→ **RECORDED INFORMATION**:
[Begin]

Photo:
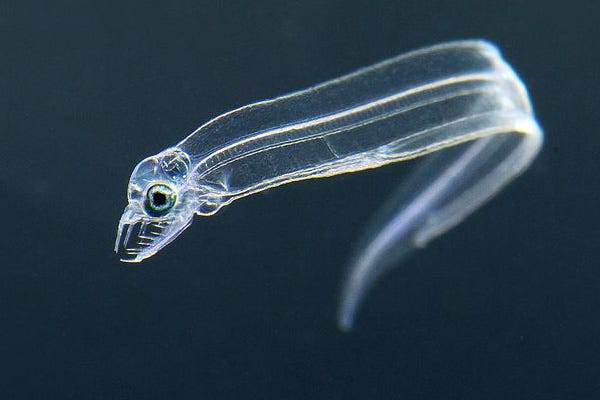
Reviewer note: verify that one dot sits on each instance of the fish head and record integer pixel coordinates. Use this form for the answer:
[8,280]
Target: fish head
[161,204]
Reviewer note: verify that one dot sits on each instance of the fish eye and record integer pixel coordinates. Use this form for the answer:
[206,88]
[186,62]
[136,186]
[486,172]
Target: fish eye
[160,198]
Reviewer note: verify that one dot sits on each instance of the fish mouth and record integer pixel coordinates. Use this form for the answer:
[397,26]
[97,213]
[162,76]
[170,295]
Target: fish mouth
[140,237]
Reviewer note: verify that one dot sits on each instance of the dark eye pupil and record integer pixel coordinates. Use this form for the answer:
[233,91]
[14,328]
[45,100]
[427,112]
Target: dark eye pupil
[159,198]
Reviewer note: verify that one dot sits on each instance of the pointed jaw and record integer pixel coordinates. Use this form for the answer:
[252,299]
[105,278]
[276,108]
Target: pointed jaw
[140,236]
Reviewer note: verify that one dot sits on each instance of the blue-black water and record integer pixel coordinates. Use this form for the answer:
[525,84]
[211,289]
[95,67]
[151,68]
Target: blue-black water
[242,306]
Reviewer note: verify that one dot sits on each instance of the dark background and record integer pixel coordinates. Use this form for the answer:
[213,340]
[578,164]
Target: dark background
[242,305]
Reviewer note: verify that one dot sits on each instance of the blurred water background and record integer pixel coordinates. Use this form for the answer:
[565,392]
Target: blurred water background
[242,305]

[End]
[Begin]

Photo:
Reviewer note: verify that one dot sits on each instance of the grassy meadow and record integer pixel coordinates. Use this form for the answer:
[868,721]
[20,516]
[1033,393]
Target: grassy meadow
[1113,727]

[End]
[Begin]

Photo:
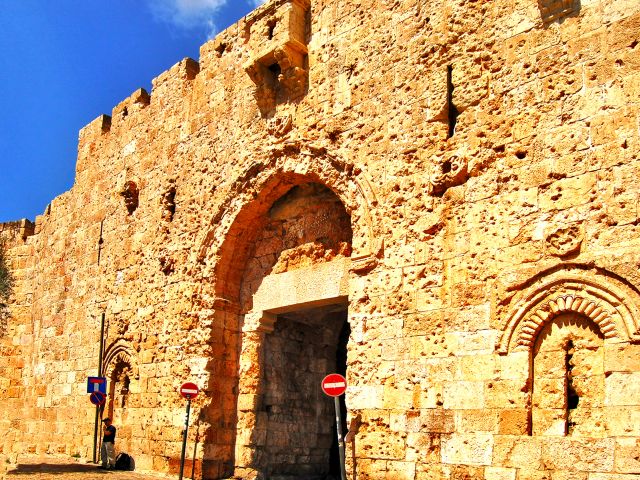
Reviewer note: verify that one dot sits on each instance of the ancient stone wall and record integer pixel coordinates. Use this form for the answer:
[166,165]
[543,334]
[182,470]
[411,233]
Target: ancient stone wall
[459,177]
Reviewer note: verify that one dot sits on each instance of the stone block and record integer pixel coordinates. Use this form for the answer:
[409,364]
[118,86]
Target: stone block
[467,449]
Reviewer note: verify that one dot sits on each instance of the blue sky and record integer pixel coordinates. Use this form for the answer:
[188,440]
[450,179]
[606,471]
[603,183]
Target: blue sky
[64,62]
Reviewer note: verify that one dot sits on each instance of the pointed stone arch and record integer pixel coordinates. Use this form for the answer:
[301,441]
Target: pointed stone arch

[End]

→ **EXERCISE DETAILS**:
Gather every line of the data above that contains the string "arch", and copy each such line unchanged.

→ **CORRECT ANSWER**:
Reviewer note: verify that one dot sits on each instance of the pointed stone arch and record integer pixel coordinates. Use this form for the answer:
Target: pointed stone arch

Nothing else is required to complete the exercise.